**Data provided**:
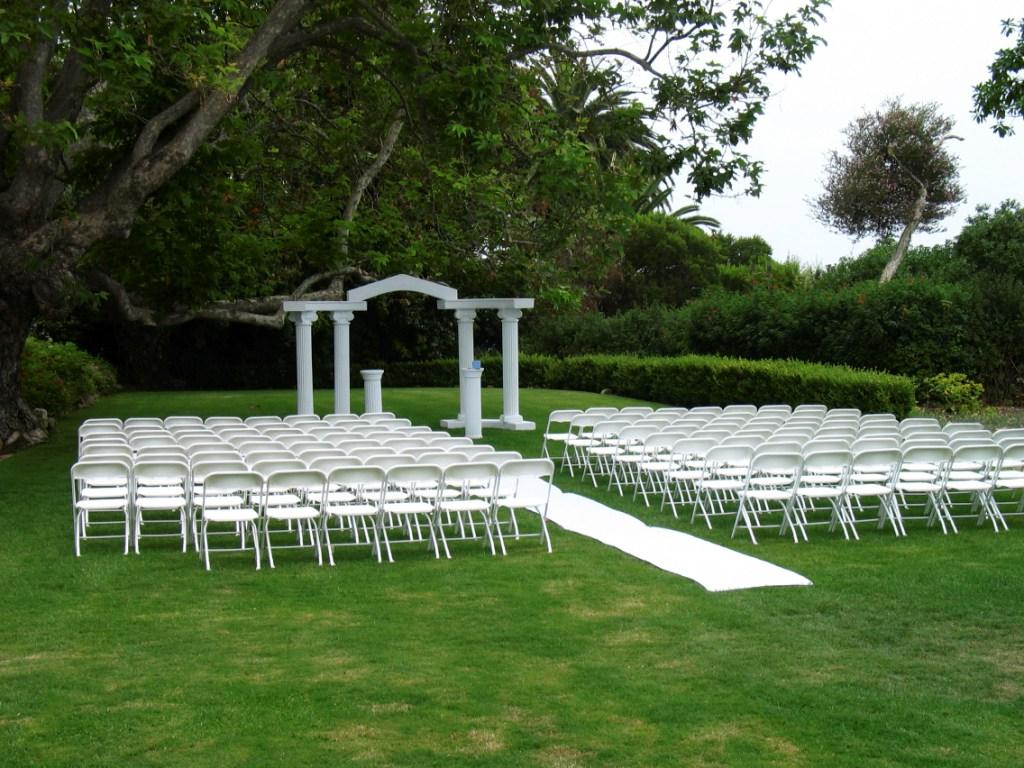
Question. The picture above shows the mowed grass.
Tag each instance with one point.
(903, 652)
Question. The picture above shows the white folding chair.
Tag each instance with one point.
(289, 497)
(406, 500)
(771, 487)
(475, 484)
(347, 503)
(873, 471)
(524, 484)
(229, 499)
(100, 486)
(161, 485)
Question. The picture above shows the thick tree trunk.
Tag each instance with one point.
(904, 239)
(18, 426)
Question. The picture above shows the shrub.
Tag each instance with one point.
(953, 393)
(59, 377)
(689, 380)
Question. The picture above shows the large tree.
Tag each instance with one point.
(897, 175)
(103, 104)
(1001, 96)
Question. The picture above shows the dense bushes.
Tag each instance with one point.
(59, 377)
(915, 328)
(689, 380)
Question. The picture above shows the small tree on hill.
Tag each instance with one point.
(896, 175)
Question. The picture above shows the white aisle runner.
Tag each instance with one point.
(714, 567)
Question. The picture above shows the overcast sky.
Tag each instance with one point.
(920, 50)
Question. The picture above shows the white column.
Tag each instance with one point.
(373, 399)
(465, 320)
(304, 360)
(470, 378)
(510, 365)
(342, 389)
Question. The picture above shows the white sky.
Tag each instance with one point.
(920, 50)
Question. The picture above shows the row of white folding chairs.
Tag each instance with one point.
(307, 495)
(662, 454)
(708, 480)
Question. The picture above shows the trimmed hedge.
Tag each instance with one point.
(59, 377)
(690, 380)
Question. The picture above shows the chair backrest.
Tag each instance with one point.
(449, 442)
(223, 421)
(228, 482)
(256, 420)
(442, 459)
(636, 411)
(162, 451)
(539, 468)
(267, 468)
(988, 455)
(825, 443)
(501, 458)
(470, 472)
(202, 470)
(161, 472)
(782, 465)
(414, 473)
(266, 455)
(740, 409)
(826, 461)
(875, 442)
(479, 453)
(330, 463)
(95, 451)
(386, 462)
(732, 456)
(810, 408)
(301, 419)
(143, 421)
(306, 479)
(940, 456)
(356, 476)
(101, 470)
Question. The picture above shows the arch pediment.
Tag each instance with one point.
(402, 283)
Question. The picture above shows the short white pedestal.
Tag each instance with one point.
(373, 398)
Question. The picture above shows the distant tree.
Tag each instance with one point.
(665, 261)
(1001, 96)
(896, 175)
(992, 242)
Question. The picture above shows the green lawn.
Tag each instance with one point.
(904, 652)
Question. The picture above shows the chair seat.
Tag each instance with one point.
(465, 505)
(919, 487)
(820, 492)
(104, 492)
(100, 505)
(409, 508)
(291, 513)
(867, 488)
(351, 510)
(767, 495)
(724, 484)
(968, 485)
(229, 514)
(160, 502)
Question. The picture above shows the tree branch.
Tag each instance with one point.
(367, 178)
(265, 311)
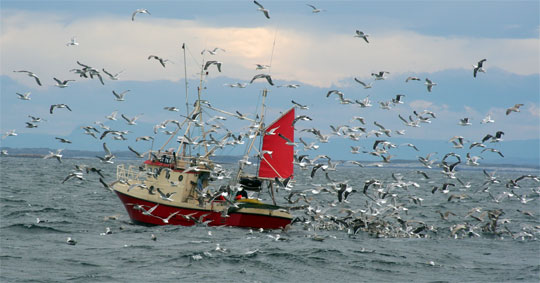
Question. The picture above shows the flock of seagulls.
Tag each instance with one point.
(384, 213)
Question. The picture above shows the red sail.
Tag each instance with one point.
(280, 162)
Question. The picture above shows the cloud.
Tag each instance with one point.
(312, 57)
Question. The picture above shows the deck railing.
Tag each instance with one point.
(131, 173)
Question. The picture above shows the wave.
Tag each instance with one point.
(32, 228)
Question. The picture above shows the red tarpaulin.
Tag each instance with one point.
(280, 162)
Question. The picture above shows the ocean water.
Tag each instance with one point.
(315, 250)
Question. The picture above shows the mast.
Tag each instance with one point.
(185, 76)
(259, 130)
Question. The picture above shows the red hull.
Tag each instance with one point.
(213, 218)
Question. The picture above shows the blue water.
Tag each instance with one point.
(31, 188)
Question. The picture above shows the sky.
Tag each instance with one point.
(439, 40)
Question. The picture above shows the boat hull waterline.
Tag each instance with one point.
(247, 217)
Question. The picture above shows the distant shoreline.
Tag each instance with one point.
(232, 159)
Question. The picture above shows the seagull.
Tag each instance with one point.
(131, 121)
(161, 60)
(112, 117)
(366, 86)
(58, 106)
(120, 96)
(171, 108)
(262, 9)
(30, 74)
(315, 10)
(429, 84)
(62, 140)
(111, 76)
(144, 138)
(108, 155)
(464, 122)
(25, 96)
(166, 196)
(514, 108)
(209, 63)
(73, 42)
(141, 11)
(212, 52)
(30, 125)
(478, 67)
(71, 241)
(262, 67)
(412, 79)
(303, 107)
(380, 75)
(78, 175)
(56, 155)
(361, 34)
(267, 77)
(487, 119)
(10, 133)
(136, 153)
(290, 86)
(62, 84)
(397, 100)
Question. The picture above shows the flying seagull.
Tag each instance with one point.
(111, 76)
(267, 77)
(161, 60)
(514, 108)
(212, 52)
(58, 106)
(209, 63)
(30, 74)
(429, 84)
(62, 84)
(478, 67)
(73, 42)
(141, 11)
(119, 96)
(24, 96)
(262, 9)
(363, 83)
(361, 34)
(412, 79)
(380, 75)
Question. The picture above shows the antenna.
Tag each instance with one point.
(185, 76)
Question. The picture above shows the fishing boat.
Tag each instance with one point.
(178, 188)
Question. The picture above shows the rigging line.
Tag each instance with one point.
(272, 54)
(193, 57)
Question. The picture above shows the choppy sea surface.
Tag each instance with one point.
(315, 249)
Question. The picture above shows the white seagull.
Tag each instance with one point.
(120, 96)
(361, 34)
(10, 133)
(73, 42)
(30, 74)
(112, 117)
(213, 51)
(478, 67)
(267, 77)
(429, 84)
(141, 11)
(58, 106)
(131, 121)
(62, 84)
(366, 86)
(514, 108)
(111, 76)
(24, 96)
--
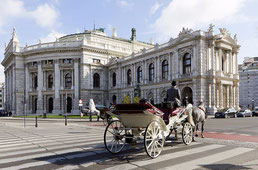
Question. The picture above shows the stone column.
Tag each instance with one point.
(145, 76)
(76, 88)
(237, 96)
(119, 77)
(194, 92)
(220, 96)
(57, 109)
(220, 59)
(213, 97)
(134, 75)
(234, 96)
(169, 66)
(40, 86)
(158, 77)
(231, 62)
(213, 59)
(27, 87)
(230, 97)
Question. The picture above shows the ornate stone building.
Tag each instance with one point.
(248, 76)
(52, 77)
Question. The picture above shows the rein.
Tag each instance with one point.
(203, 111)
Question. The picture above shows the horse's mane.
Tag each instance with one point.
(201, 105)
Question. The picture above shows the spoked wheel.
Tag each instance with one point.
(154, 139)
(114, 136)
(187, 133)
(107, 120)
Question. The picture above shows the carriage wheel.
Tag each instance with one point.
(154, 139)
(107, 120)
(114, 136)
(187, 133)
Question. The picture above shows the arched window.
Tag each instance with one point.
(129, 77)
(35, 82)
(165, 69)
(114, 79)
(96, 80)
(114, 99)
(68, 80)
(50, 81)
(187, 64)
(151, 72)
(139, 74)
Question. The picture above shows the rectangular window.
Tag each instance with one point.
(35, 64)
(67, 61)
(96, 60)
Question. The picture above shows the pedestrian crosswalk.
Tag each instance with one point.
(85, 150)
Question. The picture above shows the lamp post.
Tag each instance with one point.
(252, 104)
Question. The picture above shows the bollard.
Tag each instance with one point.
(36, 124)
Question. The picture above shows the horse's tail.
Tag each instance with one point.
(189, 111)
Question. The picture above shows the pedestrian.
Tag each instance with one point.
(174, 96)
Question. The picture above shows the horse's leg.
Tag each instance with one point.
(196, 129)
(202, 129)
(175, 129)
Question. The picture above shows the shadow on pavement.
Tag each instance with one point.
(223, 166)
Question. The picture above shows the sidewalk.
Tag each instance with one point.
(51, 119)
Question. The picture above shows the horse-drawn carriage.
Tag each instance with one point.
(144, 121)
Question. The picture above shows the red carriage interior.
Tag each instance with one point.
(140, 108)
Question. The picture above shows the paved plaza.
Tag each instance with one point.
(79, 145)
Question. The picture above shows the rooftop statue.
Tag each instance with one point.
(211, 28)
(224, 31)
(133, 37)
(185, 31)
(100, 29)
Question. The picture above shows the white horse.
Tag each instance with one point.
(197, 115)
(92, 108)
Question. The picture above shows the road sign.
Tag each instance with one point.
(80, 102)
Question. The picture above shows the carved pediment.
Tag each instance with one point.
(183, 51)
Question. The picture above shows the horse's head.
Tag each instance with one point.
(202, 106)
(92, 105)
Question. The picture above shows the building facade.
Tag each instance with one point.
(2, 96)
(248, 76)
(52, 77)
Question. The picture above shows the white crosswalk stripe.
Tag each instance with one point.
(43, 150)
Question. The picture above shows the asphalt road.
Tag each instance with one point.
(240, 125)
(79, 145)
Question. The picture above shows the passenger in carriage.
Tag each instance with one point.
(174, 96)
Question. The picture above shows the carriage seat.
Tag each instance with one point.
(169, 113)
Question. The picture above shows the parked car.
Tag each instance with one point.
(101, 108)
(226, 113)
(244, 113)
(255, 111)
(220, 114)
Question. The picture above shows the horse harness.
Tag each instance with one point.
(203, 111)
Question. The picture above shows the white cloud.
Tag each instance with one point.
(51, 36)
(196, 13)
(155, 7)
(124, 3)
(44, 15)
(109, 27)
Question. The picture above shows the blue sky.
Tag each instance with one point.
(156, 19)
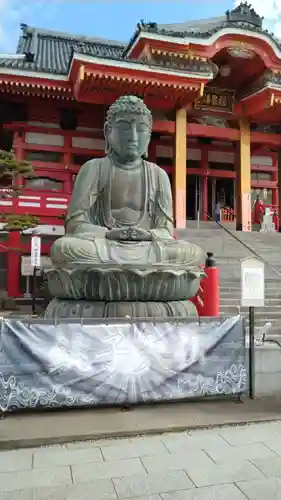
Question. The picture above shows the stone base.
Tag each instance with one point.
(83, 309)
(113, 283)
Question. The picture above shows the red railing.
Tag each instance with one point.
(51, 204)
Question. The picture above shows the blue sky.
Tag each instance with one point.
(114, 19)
---
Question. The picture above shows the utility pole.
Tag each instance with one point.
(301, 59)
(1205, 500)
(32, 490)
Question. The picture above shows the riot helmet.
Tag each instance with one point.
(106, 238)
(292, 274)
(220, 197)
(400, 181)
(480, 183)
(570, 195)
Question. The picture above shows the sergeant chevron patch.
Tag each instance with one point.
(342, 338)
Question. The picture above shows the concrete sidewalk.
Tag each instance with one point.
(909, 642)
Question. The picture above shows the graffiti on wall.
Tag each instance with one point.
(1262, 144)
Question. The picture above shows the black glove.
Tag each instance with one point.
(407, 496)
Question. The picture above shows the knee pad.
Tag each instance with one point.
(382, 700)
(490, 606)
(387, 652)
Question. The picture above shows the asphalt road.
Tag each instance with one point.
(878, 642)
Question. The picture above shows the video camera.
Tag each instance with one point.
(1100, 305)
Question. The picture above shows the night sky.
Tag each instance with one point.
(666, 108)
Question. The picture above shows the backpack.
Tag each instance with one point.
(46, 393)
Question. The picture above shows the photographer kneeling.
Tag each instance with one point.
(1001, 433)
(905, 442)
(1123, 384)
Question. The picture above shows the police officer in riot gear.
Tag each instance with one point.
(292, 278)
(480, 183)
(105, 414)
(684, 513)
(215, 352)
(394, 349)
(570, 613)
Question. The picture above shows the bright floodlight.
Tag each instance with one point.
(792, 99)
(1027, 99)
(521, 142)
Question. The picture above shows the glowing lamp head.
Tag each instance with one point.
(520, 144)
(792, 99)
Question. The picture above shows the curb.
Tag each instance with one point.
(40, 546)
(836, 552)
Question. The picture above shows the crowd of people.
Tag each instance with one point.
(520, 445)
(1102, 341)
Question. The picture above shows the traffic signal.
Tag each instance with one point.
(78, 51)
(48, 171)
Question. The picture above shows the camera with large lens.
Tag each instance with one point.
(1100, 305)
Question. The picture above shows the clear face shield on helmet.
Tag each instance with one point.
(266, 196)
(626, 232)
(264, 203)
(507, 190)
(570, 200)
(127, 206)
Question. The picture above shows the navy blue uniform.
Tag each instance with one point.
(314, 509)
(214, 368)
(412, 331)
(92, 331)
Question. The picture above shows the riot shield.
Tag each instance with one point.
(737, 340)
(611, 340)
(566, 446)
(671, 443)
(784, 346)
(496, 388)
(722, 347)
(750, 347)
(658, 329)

**Problem details**: Report each line of the material above that contains the string "folding", copying every such line in full. A match must have the same uppercase and lowercase letters.

**The response**:
Question. The picture above shows the white folding chair.
Question. The picture above shows the row of white folding chairs.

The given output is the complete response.